■ **YOUR TASK**: Find the string "hair" in the records and copy each line where it occurs.
** SUPPLIED DATA follows **
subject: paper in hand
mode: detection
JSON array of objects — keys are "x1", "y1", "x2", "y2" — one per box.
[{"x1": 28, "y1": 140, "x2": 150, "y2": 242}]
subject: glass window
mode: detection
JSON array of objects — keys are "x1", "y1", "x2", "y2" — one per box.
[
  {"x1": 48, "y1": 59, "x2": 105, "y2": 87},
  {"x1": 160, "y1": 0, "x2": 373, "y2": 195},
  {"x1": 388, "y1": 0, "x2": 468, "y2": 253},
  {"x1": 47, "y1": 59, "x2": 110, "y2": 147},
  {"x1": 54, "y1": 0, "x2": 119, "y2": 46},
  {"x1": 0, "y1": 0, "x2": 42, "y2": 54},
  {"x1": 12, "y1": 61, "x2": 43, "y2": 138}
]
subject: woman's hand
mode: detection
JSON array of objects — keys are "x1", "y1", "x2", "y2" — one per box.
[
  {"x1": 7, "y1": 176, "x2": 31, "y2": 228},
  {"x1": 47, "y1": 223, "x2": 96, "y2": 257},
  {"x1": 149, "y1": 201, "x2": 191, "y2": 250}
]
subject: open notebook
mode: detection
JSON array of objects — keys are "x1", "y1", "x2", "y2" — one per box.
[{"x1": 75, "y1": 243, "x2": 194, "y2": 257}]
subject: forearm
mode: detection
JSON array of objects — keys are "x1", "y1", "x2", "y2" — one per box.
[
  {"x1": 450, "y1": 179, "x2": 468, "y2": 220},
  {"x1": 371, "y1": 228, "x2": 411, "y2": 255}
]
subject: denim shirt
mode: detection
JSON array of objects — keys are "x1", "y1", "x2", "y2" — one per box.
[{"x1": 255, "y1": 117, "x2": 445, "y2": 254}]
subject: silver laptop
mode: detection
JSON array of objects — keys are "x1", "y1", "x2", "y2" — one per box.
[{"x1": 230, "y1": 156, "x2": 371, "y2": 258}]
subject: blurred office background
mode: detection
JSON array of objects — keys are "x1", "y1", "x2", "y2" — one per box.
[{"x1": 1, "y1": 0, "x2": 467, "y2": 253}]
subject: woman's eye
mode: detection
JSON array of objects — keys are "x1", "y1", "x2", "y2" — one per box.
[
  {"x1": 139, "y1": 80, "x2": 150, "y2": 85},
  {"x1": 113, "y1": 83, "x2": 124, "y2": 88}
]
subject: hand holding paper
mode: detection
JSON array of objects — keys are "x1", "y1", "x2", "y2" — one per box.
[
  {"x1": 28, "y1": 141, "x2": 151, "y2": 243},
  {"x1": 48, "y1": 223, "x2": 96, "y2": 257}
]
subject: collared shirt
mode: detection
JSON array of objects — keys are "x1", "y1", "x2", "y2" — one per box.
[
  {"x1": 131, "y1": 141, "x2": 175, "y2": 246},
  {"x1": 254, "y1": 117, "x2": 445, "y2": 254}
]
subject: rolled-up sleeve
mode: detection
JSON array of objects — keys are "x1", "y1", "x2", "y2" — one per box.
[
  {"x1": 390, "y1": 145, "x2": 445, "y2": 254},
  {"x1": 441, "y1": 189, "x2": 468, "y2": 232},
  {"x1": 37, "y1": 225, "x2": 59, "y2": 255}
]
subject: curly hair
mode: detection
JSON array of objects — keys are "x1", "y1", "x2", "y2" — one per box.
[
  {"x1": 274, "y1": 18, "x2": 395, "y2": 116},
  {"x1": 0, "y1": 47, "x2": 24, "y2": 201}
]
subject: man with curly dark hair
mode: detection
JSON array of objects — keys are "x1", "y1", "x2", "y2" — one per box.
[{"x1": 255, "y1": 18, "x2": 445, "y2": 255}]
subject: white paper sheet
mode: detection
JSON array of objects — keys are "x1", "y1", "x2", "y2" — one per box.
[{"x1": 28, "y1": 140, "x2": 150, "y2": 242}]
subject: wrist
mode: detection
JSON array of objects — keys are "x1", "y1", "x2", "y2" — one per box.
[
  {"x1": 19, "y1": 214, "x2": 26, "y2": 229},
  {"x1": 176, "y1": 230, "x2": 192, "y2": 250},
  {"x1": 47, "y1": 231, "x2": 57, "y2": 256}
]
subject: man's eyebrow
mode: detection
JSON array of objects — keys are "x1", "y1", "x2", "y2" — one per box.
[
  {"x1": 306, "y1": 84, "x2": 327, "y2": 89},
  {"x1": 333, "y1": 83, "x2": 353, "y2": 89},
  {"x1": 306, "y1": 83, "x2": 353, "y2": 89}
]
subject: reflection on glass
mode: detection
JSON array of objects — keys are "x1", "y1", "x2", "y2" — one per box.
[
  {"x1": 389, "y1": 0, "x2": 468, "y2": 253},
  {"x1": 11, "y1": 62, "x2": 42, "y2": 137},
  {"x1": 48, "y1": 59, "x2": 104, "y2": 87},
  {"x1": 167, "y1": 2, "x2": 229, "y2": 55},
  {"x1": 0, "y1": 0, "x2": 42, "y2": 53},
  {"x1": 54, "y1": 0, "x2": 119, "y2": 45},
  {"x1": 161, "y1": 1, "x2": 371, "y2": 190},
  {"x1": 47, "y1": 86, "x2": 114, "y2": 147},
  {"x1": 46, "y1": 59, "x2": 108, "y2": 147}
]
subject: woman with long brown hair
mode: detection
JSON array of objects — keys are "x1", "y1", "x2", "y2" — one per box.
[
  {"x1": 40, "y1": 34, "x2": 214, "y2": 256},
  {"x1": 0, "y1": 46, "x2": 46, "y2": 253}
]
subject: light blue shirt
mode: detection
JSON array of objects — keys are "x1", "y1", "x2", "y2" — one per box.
** End of SUPPLIED DATA **
■ **ANSWER SECTION**:
subject: curly hair
subject: man with curly dark hair
subject: woman with long brown hair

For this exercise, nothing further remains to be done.